Below are records; report the number of lines in them that include the word "porch", with no other text.

(Beginning of Data shown)

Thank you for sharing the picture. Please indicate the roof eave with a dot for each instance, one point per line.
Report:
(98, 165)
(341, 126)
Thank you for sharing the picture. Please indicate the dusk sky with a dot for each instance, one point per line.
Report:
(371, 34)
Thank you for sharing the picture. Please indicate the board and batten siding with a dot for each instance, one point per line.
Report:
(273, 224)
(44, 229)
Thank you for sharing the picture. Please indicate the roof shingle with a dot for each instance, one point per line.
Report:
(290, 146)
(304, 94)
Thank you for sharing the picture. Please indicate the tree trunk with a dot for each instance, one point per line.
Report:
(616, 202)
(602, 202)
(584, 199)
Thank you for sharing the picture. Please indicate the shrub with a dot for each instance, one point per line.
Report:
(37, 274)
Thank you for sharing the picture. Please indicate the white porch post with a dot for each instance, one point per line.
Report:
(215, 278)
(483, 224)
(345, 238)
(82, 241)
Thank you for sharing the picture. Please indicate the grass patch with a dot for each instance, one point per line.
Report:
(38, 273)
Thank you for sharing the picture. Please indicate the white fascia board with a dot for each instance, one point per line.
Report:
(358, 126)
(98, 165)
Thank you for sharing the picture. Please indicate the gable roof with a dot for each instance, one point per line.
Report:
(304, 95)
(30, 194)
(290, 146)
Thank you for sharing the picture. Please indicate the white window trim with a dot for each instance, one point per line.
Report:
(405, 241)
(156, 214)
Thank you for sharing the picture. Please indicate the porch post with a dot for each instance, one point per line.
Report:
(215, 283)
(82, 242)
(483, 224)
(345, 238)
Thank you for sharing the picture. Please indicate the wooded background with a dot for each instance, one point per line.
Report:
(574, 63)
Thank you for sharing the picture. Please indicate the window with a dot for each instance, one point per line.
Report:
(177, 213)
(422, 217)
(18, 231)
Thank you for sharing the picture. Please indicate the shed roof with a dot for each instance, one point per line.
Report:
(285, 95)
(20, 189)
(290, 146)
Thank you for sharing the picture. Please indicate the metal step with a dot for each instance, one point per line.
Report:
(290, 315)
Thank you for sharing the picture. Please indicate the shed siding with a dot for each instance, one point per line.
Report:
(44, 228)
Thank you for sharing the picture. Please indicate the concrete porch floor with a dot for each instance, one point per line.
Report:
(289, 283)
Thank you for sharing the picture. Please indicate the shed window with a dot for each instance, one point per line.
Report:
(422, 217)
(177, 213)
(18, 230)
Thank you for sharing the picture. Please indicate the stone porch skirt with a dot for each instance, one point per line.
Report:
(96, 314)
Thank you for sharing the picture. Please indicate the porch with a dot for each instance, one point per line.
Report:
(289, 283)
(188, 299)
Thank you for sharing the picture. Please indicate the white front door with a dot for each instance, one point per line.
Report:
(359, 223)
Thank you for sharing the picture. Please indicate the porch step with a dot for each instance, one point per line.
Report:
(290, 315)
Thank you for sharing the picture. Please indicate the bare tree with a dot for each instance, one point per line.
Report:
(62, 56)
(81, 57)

(End of Data shown)

■ **Result below**
6